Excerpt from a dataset
--- Start ---

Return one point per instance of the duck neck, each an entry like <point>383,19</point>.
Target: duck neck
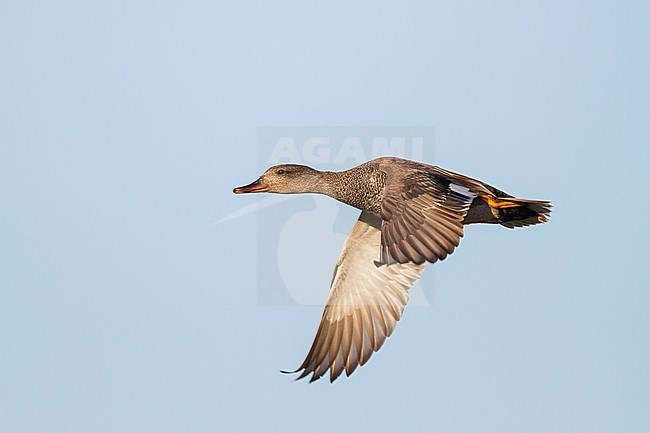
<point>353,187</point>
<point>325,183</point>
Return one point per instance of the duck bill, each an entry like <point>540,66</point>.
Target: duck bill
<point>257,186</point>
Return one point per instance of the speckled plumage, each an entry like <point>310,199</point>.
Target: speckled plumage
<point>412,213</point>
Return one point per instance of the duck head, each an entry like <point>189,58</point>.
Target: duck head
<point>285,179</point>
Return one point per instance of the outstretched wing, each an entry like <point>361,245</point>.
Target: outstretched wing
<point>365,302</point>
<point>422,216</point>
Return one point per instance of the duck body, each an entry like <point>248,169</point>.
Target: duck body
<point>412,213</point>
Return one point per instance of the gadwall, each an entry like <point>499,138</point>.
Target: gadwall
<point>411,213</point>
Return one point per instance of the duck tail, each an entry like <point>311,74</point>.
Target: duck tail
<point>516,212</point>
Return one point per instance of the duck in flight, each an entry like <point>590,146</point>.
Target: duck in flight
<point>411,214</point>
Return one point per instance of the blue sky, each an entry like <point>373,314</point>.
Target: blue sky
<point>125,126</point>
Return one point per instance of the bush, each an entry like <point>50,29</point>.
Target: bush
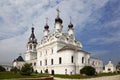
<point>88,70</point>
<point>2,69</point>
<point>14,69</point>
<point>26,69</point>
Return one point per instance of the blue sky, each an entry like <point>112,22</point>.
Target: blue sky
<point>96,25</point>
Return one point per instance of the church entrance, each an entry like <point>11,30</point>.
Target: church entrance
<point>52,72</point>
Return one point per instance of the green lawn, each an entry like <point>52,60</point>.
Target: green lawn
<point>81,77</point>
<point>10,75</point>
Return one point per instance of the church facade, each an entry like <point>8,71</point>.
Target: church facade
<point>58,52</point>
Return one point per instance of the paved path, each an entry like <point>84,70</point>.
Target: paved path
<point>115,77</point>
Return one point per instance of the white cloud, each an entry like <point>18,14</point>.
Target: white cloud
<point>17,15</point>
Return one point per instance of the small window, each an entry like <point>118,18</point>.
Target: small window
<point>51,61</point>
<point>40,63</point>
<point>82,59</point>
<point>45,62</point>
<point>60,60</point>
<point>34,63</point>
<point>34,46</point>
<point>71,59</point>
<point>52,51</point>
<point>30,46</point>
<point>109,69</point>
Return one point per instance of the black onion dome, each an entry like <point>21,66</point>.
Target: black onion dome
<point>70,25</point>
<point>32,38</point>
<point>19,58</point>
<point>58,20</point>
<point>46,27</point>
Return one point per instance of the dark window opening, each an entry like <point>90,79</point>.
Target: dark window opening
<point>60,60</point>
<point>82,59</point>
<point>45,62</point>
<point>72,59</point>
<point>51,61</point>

--- End ---
--- Start ---

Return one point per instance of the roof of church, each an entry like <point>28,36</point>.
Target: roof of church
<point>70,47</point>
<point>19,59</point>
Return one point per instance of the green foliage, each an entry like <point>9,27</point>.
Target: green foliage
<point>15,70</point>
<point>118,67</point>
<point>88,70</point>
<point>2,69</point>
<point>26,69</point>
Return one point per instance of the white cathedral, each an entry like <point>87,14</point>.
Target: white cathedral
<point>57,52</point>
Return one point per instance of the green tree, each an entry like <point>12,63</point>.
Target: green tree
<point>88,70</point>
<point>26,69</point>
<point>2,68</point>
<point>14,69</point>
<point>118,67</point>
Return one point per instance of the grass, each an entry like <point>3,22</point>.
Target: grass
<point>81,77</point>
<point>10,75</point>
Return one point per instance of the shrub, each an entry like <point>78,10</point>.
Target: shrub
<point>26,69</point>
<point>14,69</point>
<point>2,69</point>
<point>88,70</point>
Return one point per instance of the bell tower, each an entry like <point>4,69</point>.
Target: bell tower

--- End ---

_TASK OBJECTIVE:_ Reproduce the records in the stretch from the line containing "Return one point per instance of the duck body, each" through the line containing "<point>411,213</point>", swapping "gadwall" for "mallard" and leaving everything else unchanged.

_ANSWER:_
Return one point per instance of the duck body, each an entry like <point>248,169</point>.
Target: duck body
<point>412,213</point>
Return one point per instance of the mallard, each an entry like <point>499,138</point>.
Target: mallard
<point>411,213</point>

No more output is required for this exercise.